Can you render the data below as a JSON list of strings, with one string per line, no blank lines, and no pictures?
··· DATA SUPPLIED
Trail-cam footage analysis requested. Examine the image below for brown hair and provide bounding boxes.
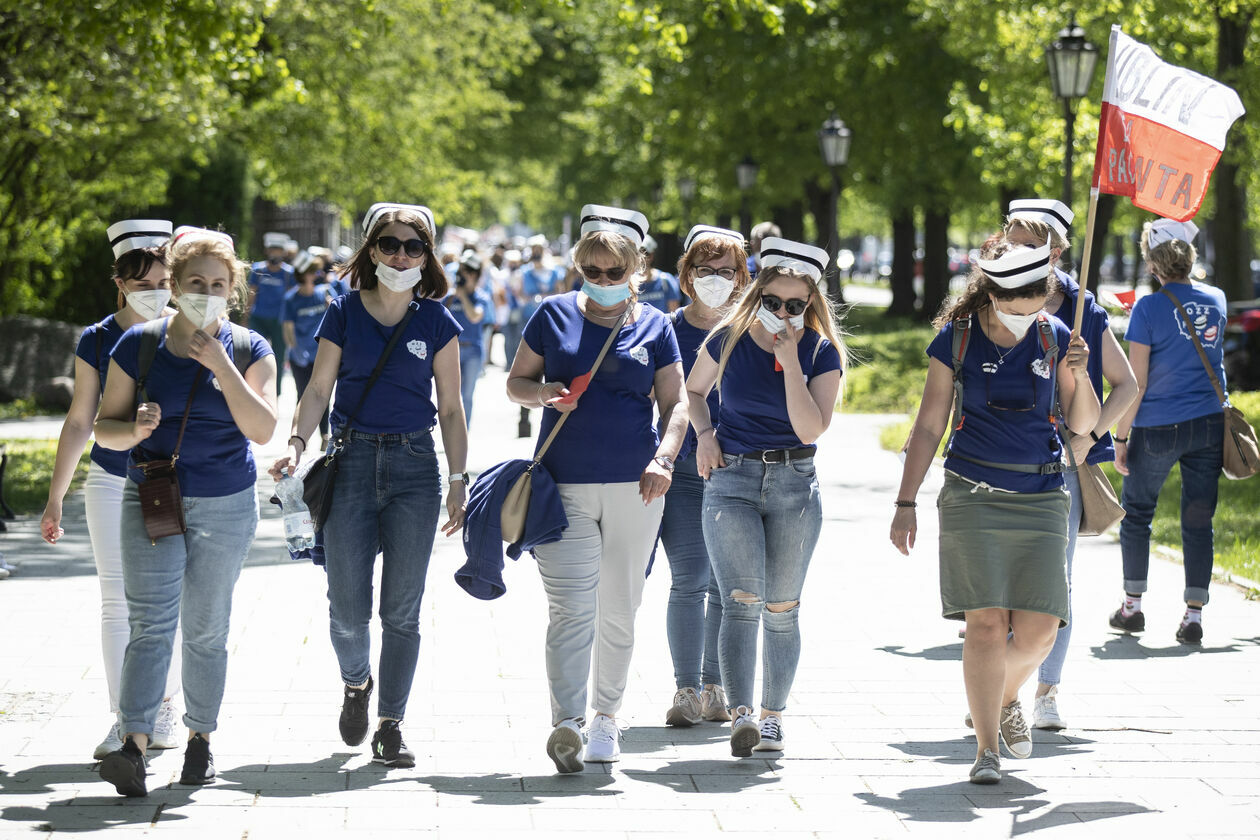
[113,246,166,309]
[168,237,249,312]
[697,266,849,390]
[932,239,1058,330]
[1142,222,1198,282]
[678,233,752,297]
[344,209,447,300]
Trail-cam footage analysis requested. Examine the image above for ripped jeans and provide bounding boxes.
[702,455,823,712]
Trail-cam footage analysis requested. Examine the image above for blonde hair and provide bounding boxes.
[1142,222,1198,282]
[168,237,249,312]
[573,230,648,302]
[697,266,849,393]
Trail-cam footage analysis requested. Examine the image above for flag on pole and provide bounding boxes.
[1094,25,1245,222]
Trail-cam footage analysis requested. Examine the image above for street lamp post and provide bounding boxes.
[735,155,761,239]
[1046,14,1099,214]
[818,113,853,304]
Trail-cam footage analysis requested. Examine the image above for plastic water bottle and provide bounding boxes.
[276,476,315,559]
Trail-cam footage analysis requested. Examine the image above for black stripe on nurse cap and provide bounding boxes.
[1007,198,1076,237]
[683,224,745,251]
[578,204,648,247]
[761,237,828,283]
[363,201,437,238]
[105,219,174,259]
[975,237,1050,288]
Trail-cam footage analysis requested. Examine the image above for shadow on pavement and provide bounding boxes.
[876,642,963,662]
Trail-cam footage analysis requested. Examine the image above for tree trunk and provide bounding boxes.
[877,209,931,317]
[919,210,949,321]
[1212,11,1254,301]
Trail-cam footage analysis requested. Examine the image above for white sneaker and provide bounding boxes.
[585,714,621,762]
[92,717,122,761]
[701,685,731,720]
[665,688,703,727]
[753,714,784,752]
[1032,685,1067,732]
[731,705,761,758]
[149,700,186,749]
[547,718,582,773]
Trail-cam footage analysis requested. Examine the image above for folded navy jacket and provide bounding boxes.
[455,458,568,601]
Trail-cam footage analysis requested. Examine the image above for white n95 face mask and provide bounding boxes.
[127,288,170,321]
[377,262,422,292]
[175,292,228,330]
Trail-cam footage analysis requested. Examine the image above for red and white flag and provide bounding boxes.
[1094,26,1245,222]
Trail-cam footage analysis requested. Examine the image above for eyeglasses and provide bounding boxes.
[761,295,809,316]
[696,266,736,280]
[580,266,626,283]
[377,237,428,259]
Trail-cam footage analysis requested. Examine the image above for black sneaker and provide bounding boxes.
[1177,621,1203,645]
[1108,607,1147,633]
[336,676,374,747]
[97,738,149,796]
[179,733,214,785]
[372,720,416,767]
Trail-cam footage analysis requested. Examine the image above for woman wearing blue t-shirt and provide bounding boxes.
[890,239,1099,785]
[271,203,467,767]
[281,251,335,446]
[1004,199,1138,732]
[508,204,687,773]
[660,224,748,727]
[1110,219,1229,645]
[687,237,845,757]
[96,228,276,796]
[39,219,179,759]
······
## SOLUTION TO THE PROBLEM
[
  "Trail-cam footage analysis requested. Examine the image below for brown hair and provide bounding boxes.",
  "[113,246,166,309]",
  "[168,237,249,312]",
  "[697,266,849,390]",
  "[932,239,1058,330]",
  "[1142,222,1198,282]",
  "[678,233,752,297]",
  "[344,209,447,300]",
  "Trail-cam footage analysis requested. Examine the image above for ripped jeans and provide bounding boxes.",
  "[702,455,823,712]",
  "Trail-cam footage analysis requested. Examine the image above for blonde hair and provide bounding boxes.",
  "[1142,222,1198,282]",
  "[168,237,249,312]",
  "[573,230,648,302]",
  "[697,266,849,393]",
  "Trail-cam footage analysis requested. Examine the image above for flag on pole and provide bounding boxes.",
  "[1094,25,1245,222]",
  "Trail-cam footage analysis requested. Examine the image above for street lamp post and provide bounding boxes.",
  "[735,155,761,239]",
  "[1046,14,1099,214]",
  "[818,113,853,304]",
  "Trail-cam footage analysis requested. Examine the image above for plastic water bottle and provide bounding boxes.",
  "[276,476,315,559]",
  "Trail-cam footage analysis requested. Examine the image above for black stripe on nurse cap and provide bounding boxes.",
  "[1007,198,1076,237]",
  "[683,224,745,251]",
  "[578,204,648,247]",
  "[761,237,828,283]",
  "[363,201,437,238]",
  "[105,219,174,259]",
  "[975,237,1050,288]",
  "Trail-cam footage analysis requested. Examine the image above for shadow on pavement and provide bounding boxes.",
  "[876,642,963,662]",
  "Trail-cam footage analysis requested. Examine the image above for tree trunk and provide bounding boxes.",
  "[877,209,931,317]",
  "[919,210,949,321]",
  "[1212,11,1254,301]",
  "Trail-cam footage analysis requested. Examine the image above for white sneaker and provide bounding boxes.",
  "[585,714,621,762]",
  "[92,717,122,761]",
  "[701,685,731,720]",
  "[665,688,703,727]",
  "[753,714,784,752]",
  "[1032,685,1067,732]",
  "[731,705,761,758]",
  "[149,700,186,749]",
  "[547,718,582,773]",
  "Trail-cam footage analysis requested. Examine the image above for folded navy jacket and provide bounding boxes.",
  "[455,458,568,601]",
  "Trail-cam footage analysis requested. Examine the image above for white n95 face mask and provide bounding boxes.",
  "[127,288,170,321]",
  "[377,262,422,292]",
  "[175,292,228,330]",
  "Trail-cam footage analysis requested. Examine the image above for red and white flag and provide bounding boxes.",
  "[1094,26,1245,222]",
  "Trail-cam footage analysis requested. Examine the image above for eyeglasses and provide bounding boxes.",
  "[761,295,809,316]",
  "[696,266,736,280]",
  "[580,266,626,283]",
  "[377,237,428,259]",
  "Trail-cam footage analysis requested. Examine the image above for black sneaker and provide bounding boxes.",
  "[1177,621,1203,645]",
  "[1108,607,1147,633]",
  "[336,676,374,747]",
  "[97,738,149,796]",
  "[179,733,214,785]",
  "[372,720,416,767]",
  "Trail-cam footage analysis requested. Examine the image above for woman wearing blue t-shirt and provide bounding boxes.",
  "[890,239,1099,785]",
  "[271,203,467,767]",
  "[281,251,335,446]",
  "[1004,199,1138,732]",
  "[508,204,687,773]",
  "[660,224,748,727]",
  "[1110,219,1229,645]",
  "[687,237,845,757]",
  "[96,228,276,796]",
  "[39,219,179,759]"
]